** What to do **
Every word of the data below has to be copied faithfully.

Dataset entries
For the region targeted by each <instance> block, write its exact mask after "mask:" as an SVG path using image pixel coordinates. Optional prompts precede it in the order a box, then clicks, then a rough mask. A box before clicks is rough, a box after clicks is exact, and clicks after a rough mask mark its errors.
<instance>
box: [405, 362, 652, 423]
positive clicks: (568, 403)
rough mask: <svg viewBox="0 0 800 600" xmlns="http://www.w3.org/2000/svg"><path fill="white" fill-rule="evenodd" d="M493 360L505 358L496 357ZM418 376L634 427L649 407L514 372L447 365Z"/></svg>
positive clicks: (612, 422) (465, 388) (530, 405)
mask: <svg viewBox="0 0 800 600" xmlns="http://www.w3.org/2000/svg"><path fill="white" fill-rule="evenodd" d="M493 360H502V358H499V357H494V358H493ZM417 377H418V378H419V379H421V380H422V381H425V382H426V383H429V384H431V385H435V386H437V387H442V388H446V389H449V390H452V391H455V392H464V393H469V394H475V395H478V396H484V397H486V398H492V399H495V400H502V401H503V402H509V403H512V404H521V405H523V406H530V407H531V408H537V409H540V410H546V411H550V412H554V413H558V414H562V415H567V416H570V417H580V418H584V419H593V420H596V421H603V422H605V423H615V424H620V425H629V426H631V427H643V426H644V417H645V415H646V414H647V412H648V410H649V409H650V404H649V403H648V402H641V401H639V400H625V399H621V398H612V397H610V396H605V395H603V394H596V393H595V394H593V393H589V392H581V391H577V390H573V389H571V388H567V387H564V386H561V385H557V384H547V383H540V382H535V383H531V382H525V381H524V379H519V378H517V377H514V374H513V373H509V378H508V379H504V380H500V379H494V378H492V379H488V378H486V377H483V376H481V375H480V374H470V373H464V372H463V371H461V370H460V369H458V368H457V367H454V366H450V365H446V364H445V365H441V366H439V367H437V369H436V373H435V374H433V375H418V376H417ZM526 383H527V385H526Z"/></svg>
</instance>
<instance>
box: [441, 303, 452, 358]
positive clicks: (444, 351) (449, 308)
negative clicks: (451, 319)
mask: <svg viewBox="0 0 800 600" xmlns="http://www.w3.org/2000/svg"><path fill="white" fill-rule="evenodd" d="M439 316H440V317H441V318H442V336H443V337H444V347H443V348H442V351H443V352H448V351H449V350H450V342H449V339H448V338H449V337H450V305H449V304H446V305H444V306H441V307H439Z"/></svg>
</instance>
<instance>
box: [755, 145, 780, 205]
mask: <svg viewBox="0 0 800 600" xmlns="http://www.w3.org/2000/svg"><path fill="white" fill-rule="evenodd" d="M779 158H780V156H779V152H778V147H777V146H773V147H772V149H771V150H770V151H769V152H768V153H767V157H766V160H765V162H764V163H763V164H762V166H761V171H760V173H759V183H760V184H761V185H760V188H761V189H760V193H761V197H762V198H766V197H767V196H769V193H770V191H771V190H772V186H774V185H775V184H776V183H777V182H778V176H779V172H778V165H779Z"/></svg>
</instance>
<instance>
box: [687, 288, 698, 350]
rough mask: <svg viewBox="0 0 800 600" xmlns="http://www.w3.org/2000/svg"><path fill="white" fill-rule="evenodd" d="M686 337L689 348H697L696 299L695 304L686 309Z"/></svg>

** Answer to the exercise **
For the region targeted by each <instance> block, write its exact mask after "mask:" as an SVG path using image pixel coordinates. Optional prompts precede it in the order a box, then clicks, then a rough mask. A box before clicks is rough, a box after clicks is exact, and clicks after a rough mask mark its errors.
<instance>
box: [405, 362, 652, 423]
positive clicks: (568, 403)
rough mask: <svg viewBox="0 0 800 600" xmlns="http://www.w3.org/2000/svg"><path fill="white" fill-rule="evenodd" d="M493 360L505 358L496 357ZM418 376L634 427L649 407L514 372L447 365Z"/></svg>
positive clicks: (612, 422) (465, 388) (530, 405)
mask: <svg viewBox="0 0 800 600" xmlns="http://www.w3.org/2000/svg"><path fill="white" fill-rule="evenodd" d="M493 360H502V358H499V357H494V358H493ZM417 377H418V378H419V379H421V380H422V381H425V382H426V383H429V384H431V385H435V386H437V387H442V388H446V389H449V390H452V391H455V392H464V393H469V394H475V395H478V396H484V397H486V398H492V399H495V400H502V401H503V402H509V403H512V404H521V405H523V406H530V407H531V408H537V409H540V410H546V411H550V412H554V413H558V414H562V415H567V416H570V417H580V418H584V419H593V420H596V421H603V422H605V423H615V424H620V425H629V426H631V427H643V426H644V417H645V415H646V414H647V412H648V410H649V409H650V404H649V403H648V402H641V401H639V400H625V399H621V398H612V397H610V396H605V395H603V394H596V393H595V394H593V393H589V392H581V391H577V390H573V389H571V388H567V387H564V386H561V385H557V384H547V383H540V382H535V383H531V382H525V381H524V379H519V378H517V377H514V374H513V373H509V378H508V379H504V380H500V379H494V378H492V379H488V378H486V377H483V376H481V375H480V374H470V373H464V372H463V371H461V370H460V369H458V368H457V367H454V366H450V365H446V364H445V365H441V366H439V367H437V369H436V373H435V374H433V375H418V376H417ZM526 383H527V385H526Z"/></svg>
</instance>
<instance>
box: [441, 303, 452, 358]
positive clicks: (444, 351) (449, 308)
negative clicks: (451, 319)
mask: <svg viewBox="0 0 800 600" xmlns="http://www.w3.org/2000/svg"><path fill="white" fill-rule="evenodd" d="M439 316H440V317H441V318H442V336H443V337H444V347H443V348H442V351H443V352H448V351H449V350H450V342H449V339H448V338H449V337H450V305H449V304H446V305H444V306H441V307H439Z"/></svg>
</instance>
<instance>
box: [755, 145, 780, 205]
mask: <svg viewBox="0 0 800 600" xmlns="http://www.w3.org/2000/svg"><path fill="white" fill-rule="evenodd" d="M779 158H780V156H779V152H778V147H777V146H773V147H772V149H771V150H770V151H769V152H768V153H767V157H766V160H765V162H764V163H763V164H762V166H761V171H760V173H759V183H760V184H761V185H760V188H761V189H760V193H761V197H762V198H766V197H767V196H769V193H770V191H771V190H772V186H774V185H775V184H776V183H777V182H778V176H779V172H778V165H779Z"/></svg>
</instance>
<instance>
box: [687, 288, 698, 350]
rough mask: <svg viewBox="0 0 800 600" xmlns="http://www.w3.org/2000/svg"><path fill="white" fill-rule="evenodd" d="M686 337L689 348H697L696 299L695 304L686 309Z"/></svg>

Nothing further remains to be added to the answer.